# [CONSIGNES DE L'EXERCICE]
• a. Répondez à ces questions sur l'article consacré au tabagisme des jeunes :
(i) De quel pourcentage le nombre de fumeurs de moins de 17 ans a-t-il diminué entre 2014 et 2017 ?
(ii) De combien de points le nombre de fumeurs a-t-il reculé en un an chez les jeunes hommes de 18 à 24 ans ?
(iii) Selon Anne-Laurence Le Faou, quelle crainte freine l'arrêt du tabac ?
• b. Prolongez l'article consacré au tabagisme des jeunes à partir de sa dernière phrase.

La cigarette recule chez les plus jeunes. Entre 2014 et 2017, les fumeurs âgés de moins de 17 ans ont diminué de 23%. "Des mesures de santé publique comme la hausse du prix du tabac, si elle est suffisamment importante, aident beaucoup de gens à se motiver à l'arrêt du tabac, explique à BFMTV Marion Adler, tabacologue et addictologue. Je vois beaucoup de gens en consultation qui me disent: 'vu le prix maintenant du paquet de cigarettes, je me suis décidé à arrêter de fumer'."

Les jeunes femmes arrêtent moins de fumer

Chez les jeunes hommes de 18 à 24 ans, la baisse du nombre de fumeurs est significative et a reculé de neuf points en un an. Mais un autre phénomène inquiète: les jeunes femmes arrêtent moins de fumer. "On le voit avec le cancer du poumon: les femmes ont rattrapé, voire doublé les hommes", regrette pour BFMTV Alain Ducardonnet, médecin et consultant santé pour BFMTV.

"Les jeunes filles utilisent en plus des contraceptifs oraux, ce qui est inquiétant pour la santé cardiovasculaire", remarque pour BFMTV Anne-Laurence Le Faou, responsable du centre d'addictologie de l'hôpital européen Georges-Pompidou à Paris. Selon cette professionnelle, la peur de la prise de poids est un des freins à l'arrêt du tabac. "Or, un traitement bien mené, adapté, permet d'éviter cette prise de poids."

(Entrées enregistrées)
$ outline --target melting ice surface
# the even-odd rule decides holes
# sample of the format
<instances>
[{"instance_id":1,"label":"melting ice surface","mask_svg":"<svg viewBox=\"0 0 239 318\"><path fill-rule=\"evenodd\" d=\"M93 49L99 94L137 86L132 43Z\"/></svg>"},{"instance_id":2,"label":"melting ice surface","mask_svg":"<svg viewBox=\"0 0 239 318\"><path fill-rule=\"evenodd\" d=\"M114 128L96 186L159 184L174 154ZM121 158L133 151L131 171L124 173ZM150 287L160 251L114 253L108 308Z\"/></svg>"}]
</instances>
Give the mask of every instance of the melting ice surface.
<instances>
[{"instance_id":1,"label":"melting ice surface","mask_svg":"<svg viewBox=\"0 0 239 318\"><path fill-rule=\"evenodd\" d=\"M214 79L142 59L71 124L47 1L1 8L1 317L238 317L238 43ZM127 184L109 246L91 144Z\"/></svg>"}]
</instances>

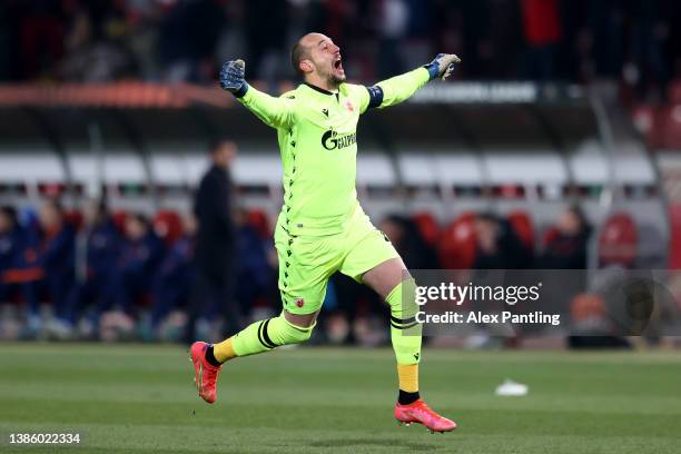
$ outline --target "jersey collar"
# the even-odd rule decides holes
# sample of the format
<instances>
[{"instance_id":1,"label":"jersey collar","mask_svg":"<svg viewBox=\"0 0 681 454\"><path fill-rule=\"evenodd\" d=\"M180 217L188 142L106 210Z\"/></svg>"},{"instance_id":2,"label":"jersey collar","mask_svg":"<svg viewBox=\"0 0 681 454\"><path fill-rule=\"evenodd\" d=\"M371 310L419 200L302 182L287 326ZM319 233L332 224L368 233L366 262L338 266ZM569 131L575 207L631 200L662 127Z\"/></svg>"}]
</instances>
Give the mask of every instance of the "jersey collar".
<instances>
[{"instance_id":1,"label":"jersey collar","mask_svg":"<svg viewBox=\"0 0 681 454\"><path fill-rule=\"evenodd\" d=\"M312 83L307 83L307 82L303 82L304 86L306 86L307 88L313 89L314 91L318 92L319 95L323 95L325 97L330 96L330 97L336 97L337 101L340 101L340 90L336 91L335 93L333 91L328 91L325 90L323 88L319 88L317 86L314 86Z\"/></svg>"},{"instance_id":2,"label":"jersey collar","mask_svg":"<svg viewBox=\"0 0 681 454\"><path fill-rule=\"evenodd\" d=\"M326 96L334 96L334 95L336 95L336 93L334 93L333 91L325 90L325 89L319 88L319 87L317 87L317 86L314 86L314 85L312 85L312 83L303 82L303 85L306 85L306 86L308 86L309 88L312 88L313 90L318 91L318 92L320 92L320 93L323 93L323 95L326 95Z\"/></svg>"}]
</instances>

# [RÉPONSES ATTENDUES]
• a.
(i) De 23 %.
(ii) De neuf points.
(iii) La peur de la prise de poids.

• b.
En novembre 2020, le paquet de cigarettes aura grimpé à 10 euros. De quoi permettre de voir émerger une génération sans fumeur? Les hausses de prix y participer grandement, estime Anne-Laurence Le Faou. "Les jeunes ne perçoivent pas encore les conséquences du tabac sur la santé. Tandis que le budget, ils le ressentent au quotidien."

Pas qu'une seule façon de limiter le tabagisme

Une analyse que partage Alain Ducardonnet. "Les jeunes ont besoin d'arbitrer leur vie, notamment par l'argent." Mais selon lui, il n'y a pas qu'une seule façon de limiter le tabagisme.

"Ce qu'il ne faut pas, c'est commencer. On sait que 80% des fumeurs ont démarré avant l'âge de 18 ans. Cela signifie que l'éducation que l'on met en place dans les lycées est extrêmement importante mais aujourd'hui insuffisante." 

Une éducation à la prévention qui fait partie du plan de prévention d'Agnès Buzyn, la ministre de la Santé.

"On touche au porte-monnaie"

Autre priorité, selon Alain Ducardonnet: donner les moyens aux fumeurs d'arrêter. "Le fait de rembourser, comme un médicament, les substituts nicotiniques est un pas extrêmement important. On touche au porte-monnaie et on peut permettre ainsi un sevrage efficace."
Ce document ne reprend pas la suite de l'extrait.